Objective | Convert the entries below into a numbered list with one line per item, leaving out any blank lines.

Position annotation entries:
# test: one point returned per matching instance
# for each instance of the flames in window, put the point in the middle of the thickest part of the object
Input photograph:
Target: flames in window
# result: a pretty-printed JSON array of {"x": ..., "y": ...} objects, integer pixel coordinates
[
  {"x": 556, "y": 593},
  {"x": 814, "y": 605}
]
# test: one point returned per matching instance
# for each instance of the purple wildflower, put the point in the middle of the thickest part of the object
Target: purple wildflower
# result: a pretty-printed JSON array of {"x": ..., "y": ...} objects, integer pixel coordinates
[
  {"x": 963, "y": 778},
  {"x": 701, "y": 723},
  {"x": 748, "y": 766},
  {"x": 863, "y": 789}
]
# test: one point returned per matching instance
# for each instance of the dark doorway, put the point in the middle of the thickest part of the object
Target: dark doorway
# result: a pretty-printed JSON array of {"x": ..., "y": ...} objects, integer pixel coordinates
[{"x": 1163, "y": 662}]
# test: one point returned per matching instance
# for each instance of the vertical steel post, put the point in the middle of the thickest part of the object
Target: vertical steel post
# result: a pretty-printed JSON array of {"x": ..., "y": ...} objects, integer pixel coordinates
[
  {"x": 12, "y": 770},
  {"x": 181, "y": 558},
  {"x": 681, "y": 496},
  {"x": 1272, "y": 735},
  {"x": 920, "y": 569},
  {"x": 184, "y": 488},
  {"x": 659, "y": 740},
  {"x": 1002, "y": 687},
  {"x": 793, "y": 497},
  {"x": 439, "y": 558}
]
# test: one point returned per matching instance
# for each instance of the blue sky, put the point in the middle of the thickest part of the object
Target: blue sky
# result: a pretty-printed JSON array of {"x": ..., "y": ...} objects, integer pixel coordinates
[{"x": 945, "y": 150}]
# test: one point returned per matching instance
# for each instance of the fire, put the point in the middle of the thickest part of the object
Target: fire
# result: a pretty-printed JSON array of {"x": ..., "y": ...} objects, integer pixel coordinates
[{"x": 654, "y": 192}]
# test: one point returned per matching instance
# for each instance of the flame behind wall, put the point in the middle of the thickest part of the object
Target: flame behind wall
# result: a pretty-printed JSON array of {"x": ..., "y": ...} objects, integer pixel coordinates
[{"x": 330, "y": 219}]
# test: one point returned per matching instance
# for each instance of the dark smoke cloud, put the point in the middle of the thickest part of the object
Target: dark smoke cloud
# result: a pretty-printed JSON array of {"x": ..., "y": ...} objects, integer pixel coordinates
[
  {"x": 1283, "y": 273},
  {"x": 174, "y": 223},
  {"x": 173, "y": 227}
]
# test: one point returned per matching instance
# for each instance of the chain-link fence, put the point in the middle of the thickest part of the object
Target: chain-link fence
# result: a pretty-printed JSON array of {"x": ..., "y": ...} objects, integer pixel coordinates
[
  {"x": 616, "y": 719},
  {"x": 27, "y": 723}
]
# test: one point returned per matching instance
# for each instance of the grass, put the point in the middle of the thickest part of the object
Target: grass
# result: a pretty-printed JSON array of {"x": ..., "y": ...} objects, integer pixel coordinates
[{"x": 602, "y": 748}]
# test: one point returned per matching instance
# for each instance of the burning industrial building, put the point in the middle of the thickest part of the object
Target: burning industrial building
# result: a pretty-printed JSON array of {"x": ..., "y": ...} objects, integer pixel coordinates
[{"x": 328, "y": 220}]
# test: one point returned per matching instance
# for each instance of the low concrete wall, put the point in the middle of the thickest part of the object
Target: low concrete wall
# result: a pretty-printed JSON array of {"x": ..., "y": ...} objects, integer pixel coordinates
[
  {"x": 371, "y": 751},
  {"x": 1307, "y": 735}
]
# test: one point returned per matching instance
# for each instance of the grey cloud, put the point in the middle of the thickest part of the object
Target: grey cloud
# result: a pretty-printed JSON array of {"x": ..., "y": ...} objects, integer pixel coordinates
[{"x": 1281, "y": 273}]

Exercise solution |
1. # test: one point returned per matching instance
2. # for each instance of the flames in window, put the point in the middle of the thickest part of the object
3. Input photograph:
4. Target: flames in window
5. # result: a pretty-printed JSON array of {"x": ..., "y": ...} objects, integer pixel coordinates
6. [
7.   {"x": 556, "y": 593},
8.   {"x": 814, "y": 605}
9. ]
10. # test: one point returned per matching instance
11. # for each instance of the purple wildflower, put the point in the middle of the thickest part of the object
12. Target: purple wildflower
13. # result: a pretty-printed JSON array of {"x": ..., "y": ...} objects, integer pixel coordinates
14. [
15.   {"x": 963, "y": 778},
16.   {"x": 701, "y": 723},
17.   {"x": 748, "y": 766},
18.   {"x": 863, "y": 789}
19. ]
20. # test: one point returned per matching instance
21. # for each instance of the dark doorway, put the point in the middle of the thickest part of the object
22. Target: dark doorway
23. # result: a pretty-printed JSON array of {"x": ..., "y": ...} objects, integer pixel coordinates
24. [{"x": 1163, "y": 662}]
25. # test: one point returned per matching instance
26. # for each instance of the vertical steel post, put the point in the middle of the thickest part of the object
27. Target: vertical steel post
28. # result: a pretty-printed JSON array of {"x": ..., "y": ...} objects, integer pixel coordinates
29. [
30.   {"x": 12, "y": 770},
31.   {"x": 181, "y": 558},
32.   {"x": 681, "y": 496},
33.   {"x": 1272, "y": 735},
34.   {"x": 920, "y": 569},
35.   {"x": 184, "y": 488},
36.   {"x": 659, "y": 740},
37.   {"x": 1002, "y": 687},
38.   {"x": 793, "y": 497},
39.   {"x": 439, "y": 558}
40. ]
41. # test: one point returned per matching instance
42. # for each instance of the blue sky, put the point in the middle of the thickest part of the object
43. Target: blue sky
44. # result: a pretty-printed JSON array of {"x": ..., "y": ...} objects, integer pixel coordinates
45. [{"x": 945, "y": 150}]
46. # test: one point returned per matching instance
47. # for each instance of the fire, put the point in the middle of the thickest part of the object
48. Target: fire
49. # result: a pretty-printed JSON array of {"x": ..., "y": ...} objects, integer pixel coordinates
50. [{"x": 654, "y": 192}]
51. # test: one point returned per matching instance
52. # for each instance of the flame behind wall, put the point in the middle of the thickest part of the object
53. Target: flame behind wall
54. # result: a pretty-printed JSON array of {"x": ..., "y": ...} objects, integer pixel coordinates
55. [{"x": 330, "y": 219}]
56. # test: one point returned per matching instance
57. # for each instance of the dark smoke cloud, put the point in the middle of the thickest part of the object
58. Target: dark smoke cloud
59. # result: a pretty-printed JSON array of {"x": ..., "y": ...} objects, integer pixel coordinates
60. [
61.   {"x": 1283, "y": 273},
62.   {"x": 174, "y": 223},
63.   {"x": 173, "y": 227}
64. ]
65. # test: one point returned per matching instance
66. # for each instance of the chain-link fence, put the point in the middle of the thickest part of the object
67. Target: chain-link fence
68. # result: a pretty-printed JSON array of {"x": ..., "y": ...} objects, integer pixel coordinates
69. [
70.   {"x": 616, "y": 719},
71.   {"x": 27, "y": 723}
72. ]
73. # test: one point returned per matching instance
74. # for each instance of the grass, put the point in the middle of the thickest part of the object
75. Target: grass
76. # result: a pretty-printed JSON array of {"x": ..., "y": ...} objects, integer pixel coordinates
77. [{"x": 602, "y": 748}]
78. # test: one point returned per matching instance
79. # for each instance of the burning industrial building, put the point in the middle of the thickest part of the object
80. Target: burning industrial building
81. # result: a pretty-printed JSON array of {"x": ..., "y": ...} objects, integer pixel coordinates
82. [{"x": 328, "y": 220}]
83. # test: one point returned per matching instance
84. # for each instance of the low concrete wall, put the point in the middle of the thickest part of the object
85. Target: low concrete wall
86. # result: a pretty-printed JSON array of {"x": ..., "y": ...} objects, integer pixel coordinates
87. [
88.   {"x": 371, "y": 751},
89.   {"x": 1307, "y": 735}
90. ]
91. # test: one point returned per matching instance
92. # for each instance of the grey cloud, put the point in the middle of the thickest part of the object
93. Target: grey cloud
94. # result: a pretty-printed JSON array of {"x": ..., "y": ...} objects, integer pixel coordinates
95. [{"x": 1281, "y": 273}]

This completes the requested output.